== Segment start ==
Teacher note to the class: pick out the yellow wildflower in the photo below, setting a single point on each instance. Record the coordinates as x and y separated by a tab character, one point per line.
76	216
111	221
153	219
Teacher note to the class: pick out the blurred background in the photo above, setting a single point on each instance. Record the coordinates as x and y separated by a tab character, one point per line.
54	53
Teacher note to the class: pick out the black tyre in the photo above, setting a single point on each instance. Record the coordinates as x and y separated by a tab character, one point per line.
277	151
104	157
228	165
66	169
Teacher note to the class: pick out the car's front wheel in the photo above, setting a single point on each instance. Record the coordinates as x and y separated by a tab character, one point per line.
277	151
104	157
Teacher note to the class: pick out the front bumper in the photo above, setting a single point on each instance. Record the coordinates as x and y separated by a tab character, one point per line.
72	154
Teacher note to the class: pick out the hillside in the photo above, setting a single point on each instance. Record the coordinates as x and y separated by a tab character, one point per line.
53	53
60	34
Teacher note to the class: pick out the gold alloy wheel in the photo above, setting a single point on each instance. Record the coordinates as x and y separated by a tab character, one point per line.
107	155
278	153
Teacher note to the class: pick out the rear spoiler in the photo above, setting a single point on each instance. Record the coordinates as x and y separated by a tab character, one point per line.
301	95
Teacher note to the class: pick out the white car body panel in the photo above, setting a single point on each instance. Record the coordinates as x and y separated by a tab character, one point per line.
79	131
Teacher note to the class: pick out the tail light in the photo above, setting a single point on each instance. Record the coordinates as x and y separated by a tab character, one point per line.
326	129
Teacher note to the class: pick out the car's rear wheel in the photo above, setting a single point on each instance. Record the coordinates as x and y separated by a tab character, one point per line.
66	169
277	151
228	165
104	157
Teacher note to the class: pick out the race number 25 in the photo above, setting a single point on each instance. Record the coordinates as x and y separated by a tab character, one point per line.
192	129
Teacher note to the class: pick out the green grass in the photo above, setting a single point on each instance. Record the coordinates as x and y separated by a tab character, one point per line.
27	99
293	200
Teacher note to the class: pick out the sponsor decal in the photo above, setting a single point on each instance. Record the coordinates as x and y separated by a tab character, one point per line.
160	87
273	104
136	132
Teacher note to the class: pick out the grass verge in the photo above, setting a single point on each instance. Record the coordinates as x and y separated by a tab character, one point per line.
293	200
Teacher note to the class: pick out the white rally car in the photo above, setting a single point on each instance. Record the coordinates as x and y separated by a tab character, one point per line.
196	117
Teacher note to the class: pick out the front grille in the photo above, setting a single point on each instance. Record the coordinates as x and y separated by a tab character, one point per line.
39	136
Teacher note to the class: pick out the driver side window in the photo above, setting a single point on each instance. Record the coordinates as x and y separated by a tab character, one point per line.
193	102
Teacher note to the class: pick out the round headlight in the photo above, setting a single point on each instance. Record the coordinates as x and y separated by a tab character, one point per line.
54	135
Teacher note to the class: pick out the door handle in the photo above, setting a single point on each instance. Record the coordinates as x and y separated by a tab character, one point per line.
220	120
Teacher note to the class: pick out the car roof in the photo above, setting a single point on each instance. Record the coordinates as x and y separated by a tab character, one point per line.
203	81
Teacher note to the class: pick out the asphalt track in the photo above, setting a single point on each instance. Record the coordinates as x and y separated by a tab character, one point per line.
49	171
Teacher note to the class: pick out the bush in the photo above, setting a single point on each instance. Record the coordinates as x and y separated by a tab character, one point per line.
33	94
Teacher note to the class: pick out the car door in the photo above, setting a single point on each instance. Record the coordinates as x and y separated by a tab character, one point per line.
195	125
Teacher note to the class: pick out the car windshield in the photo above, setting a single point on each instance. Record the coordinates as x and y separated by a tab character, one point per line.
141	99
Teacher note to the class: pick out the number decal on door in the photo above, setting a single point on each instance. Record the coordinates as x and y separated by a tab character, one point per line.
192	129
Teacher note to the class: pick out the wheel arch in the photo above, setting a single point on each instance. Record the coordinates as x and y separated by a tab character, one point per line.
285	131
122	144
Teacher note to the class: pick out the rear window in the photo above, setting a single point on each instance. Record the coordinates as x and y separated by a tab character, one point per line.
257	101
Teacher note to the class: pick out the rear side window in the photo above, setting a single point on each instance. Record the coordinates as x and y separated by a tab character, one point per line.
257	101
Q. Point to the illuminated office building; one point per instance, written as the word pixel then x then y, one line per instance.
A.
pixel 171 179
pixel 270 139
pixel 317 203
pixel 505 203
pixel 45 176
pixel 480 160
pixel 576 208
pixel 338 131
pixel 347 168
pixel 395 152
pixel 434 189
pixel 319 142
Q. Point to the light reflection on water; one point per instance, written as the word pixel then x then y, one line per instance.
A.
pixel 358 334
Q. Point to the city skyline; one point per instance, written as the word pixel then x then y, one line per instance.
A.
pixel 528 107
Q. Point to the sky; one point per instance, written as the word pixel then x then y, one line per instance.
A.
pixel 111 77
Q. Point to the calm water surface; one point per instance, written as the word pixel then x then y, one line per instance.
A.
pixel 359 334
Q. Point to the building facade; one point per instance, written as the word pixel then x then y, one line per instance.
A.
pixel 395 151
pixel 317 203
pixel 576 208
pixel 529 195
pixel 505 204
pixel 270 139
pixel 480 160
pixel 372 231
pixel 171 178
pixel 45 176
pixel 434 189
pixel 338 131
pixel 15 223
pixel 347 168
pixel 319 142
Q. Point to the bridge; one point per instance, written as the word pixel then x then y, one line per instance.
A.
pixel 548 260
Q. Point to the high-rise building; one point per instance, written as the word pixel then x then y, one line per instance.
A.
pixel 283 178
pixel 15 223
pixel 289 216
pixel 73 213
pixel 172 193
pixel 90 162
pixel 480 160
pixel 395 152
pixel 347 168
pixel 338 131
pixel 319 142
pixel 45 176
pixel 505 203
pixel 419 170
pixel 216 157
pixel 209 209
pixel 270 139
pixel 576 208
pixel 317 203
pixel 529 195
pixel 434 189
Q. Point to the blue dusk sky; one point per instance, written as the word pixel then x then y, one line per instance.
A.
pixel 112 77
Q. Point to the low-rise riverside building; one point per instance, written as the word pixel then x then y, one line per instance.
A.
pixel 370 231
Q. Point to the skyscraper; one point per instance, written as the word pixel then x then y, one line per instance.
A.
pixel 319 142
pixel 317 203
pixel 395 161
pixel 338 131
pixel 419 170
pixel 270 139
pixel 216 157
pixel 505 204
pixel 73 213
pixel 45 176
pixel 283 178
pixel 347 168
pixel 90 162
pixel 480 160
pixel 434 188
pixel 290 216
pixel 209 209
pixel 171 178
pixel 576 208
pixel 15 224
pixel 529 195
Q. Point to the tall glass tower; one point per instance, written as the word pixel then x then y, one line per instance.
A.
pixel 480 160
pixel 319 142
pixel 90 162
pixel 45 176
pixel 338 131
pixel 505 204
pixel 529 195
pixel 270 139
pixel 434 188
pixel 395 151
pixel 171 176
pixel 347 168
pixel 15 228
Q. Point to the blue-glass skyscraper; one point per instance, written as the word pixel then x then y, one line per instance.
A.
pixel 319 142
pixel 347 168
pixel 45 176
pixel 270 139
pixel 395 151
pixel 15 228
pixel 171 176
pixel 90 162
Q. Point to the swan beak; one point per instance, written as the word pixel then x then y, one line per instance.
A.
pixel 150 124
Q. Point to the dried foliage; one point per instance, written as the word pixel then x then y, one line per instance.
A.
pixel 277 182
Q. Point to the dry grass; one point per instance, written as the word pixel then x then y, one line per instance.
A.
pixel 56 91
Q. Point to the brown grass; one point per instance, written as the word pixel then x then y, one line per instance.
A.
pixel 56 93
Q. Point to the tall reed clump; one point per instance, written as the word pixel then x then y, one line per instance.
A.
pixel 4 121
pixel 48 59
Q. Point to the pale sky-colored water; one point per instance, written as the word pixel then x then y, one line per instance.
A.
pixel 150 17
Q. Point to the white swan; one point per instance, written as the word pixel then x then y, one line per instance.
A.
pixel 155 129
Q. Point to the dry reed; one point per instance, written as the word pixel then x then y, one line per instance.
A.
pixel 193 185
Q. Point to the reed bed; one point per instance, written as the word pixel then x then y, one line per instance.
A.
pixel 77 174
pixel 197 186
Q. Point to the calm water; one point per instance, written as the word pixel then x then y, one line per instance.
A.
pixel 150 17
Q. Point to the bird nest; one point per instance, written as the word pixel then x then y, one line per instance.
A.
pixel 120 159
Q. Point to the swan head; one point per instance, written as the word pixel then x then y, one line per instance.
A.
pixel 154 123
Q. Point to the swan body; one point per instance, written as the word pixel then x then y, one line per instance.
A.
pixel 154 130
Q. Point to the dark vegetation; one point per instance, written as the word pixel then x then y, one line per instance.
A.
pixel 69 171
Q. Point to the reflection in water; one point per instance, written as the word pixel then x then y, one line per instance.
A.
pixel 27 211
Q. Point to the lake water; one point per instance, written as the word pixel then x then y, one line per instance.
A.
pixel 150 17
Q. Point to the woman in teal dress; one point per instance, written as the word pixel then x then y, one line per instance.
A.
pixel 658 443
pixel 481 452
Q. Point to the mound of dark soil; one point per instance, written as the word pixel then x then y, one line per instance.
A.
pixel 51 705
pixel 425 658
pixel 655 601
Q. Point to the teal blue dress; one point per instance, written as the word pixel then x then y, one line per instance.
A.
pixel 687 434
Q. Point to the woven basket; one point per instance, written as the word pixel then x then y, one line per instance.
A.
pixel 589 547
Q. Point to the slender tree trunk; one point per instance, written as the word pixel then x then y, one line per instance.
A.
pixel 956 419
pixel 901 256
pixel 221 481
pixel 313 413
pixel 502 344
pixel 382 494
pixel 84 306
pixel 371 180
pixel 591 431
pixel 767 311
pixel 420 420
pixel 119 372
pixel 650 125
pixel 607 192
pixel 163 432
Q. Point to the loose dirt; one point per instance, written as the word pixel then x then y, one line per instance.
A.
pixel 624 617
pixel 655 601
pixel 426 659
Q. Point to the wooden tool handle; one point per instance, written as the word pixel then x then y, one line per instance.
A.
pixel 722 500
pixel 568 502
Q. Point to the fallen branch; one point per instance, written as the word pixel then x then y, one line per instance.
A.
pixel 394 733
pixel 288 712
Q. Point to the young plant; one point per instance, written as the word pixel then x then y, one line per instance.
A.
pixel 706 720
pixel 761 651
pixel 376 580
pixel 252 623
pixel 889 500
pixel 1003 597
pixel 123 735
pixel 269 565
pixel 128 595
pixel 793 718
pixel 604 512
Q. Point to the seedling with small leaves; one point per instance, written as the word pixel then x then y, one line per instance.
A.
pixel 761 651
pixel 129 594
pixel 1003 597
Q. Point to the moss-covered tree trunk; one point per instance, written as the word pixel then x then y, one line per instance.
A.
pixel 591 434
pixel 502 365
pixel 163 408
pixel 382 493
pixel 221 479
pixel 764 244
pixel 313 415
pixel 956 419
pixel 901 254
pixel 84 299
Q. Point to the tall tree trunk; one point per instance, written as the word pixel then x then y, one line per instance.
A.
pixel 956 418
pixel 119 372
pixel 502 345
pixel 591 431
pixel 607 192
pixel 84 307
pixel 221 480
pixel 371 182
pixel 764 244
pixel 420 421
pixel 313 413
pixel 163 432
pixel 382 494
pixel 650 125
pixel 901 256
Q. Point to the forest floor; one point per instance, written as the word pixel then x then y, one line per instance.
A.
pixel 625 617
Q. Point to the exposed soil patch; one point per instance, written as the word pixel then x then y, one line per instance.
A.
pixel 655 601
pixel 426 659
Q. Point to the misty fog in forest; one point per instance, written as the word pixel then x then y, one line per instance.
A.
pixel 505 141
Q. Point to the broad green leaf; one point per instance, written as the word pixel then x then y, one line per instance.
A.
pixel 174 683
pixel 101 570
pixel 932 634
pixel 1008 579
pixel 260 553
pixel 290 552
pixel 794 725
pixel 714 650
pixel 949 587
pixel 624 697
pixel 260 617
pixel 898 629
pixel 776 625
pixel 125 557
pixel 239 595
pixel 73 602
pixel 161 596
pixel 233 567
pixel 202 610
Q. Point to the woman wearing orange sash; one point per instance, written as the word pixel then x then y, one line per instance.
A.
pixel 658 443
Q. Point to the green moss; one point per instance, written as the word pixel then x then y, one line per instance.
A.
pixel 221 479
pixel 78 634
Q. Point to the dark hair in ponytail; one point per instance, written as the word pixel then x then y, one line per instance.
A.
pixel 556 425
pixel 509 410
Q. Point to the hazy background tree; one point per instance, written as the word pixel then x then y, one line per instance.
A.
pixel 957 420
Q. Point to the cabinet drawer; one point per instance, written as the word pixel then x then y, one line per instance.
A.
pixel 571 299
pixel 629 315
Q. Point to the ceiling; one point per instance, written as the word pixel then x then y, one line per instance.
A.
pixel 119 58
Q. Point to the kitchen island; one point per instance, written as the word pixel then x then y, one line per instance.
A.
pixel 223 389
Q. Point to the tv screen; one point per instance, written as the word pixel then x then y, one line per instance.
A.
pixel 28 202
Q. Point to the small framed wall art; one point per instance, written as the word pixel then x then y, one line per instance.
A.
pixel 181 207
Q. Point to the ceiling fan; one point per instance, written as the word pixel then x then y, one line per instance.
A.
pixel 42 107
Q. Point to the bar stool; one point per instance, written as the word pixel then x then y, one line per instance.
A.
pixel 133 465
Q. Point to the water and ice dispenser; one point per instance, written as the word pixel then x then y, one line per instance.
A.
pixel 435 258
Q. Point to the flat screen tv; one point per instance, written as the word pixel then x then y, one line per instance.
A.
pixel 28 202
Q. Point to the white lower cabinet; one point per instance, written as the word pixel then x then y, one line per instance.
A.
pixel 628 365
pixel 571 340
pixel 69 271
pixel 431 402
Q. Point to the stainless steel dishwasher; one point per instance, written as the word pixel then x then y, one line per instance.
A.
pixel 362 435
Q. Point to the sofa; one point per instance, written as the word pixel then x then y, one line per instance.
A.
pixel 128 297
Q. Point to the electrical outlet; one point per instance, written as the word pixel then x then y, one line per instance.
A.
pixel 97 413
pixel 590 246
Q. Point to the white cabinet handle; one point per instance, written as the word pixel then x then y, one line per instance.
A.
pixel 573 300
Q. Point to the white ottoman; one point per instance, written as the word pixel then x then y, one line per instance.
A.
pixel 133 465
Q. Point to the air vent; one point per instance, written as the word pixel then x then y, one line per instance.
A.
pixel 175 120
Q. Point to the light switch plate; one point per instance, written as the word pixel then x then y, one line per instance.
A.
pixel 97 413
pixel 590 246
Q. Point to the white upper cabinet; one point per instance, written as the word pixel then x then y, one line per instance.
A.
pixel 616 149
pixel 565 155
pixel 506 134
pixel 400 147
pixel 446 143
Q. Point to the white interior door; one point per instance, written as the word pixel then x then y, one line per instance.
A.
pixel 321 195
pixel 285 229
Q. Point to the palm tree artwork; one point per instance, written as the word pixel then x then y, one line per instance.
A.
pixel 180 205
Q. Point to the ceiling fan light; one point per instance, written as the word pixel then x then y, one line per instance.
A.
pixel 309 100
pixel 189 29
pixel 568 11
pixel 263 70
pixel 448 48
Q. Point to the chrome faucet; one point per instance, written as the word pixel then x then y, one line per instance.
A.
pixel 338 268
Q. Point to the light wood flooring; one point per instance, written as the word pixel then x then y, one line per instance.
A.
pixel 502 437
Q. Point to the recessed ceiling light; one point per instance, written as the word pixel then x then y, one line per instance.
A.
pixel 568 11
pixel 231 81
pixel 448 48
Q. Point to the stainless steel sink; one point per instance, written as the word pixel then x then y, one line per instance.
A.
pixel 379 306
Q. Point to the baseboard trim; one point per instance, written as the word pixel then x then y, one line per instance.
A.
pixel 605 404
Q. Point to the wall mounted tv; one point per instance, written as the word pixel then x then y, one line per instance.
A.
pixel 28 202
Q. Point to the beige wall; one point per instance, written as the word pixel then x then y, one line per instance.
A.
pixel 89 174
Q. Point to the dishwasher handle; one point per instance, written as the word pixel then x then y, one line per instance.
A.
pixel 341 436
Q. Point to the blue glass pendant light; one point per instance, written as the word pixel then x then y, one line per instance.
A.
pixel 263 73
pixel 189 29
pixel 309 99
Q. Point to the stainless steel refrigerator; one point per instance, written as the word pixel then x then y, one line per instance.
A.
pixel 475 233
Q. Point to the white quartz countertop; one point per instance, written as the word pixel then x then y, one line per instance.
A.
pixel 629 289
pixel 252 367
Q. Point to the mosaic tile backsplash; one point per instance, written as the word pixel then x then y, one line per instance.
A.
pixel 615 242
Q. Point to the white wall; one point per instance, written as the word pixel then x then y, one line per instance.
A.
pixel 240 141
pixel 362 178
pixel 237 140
== Segment end ==
**Problem requirements**
Give back exactly the lines above, from the line containing "Q. Point to the bridge;" through the line containing "Q. Point to the blue-glass", with both end lines and nothing more.

**Answer to the exercise**
Q. Point to the bridge; one point per instance, written as the word pixel then x then y, one line per instance.
A.
pixel 548 260
Q. Point to the high-rise building; one point per instance, written as the word pixel then x then y, one line per instance.
A.
pixel 283 178
pixel 15 223
pixel 289 216
pixel 73 213
pixel 172 193
pixel 90 162
pixel 480 160
pixel 395 152
pixel 347 168
pixel 338 131
pixel 319 142
pixel 45 176
pixel 505 203
pixel 419 170
pixel 216 157
pixel 209 209
pixel 270 139
pixel 576 208
pixel 317 203
pixel 529 195
pixel 434 189
Q. Point to the blue dusk sky; one point per instance, written as the word pixel then x then y, one line per instance.
A.
pixel 112 77
Q. Point to the low-rise riverside building; one point per instance, written as the word pixel then x then y, one line per instance.
A.
pixel 370 231
Q. Point to the skyscraper; one point per instance, written as the word pixel then x then y, one line per instance.
A.
pixel 319 142
pixel 317 203
pixel 395 161
pixel 338 131
pixel 419 170
pixel 270 139
pixel 216 157
pixel 505 204
pixel 73 213
pixel 45 176
pixel 283 178
pixel 347 168
pixel 90 162
pixel 480 160
pixel 434 188
pixel 290 216
pixel 209 209
pixel 171 178
pixel 576 208
pixel 15 224
pixel 529 195
Q. Point to the tall glass tower; one point per instance, written as the word pixel then x then y, one line per instance.
A.
pixel 480 160
pixel 319 142
pixel 90 162
pixel 45 176
pixel 338 131
pixel 505 204
pixel 529 195
pixel 270 139
pixel 434 188
pixel 395 151
pixel 171 176
pixel 347 168
pixel 15 228
Q. Point to the blue-glass skyscraper; one point per instance, written as the word pixel then x then y, one line per instance.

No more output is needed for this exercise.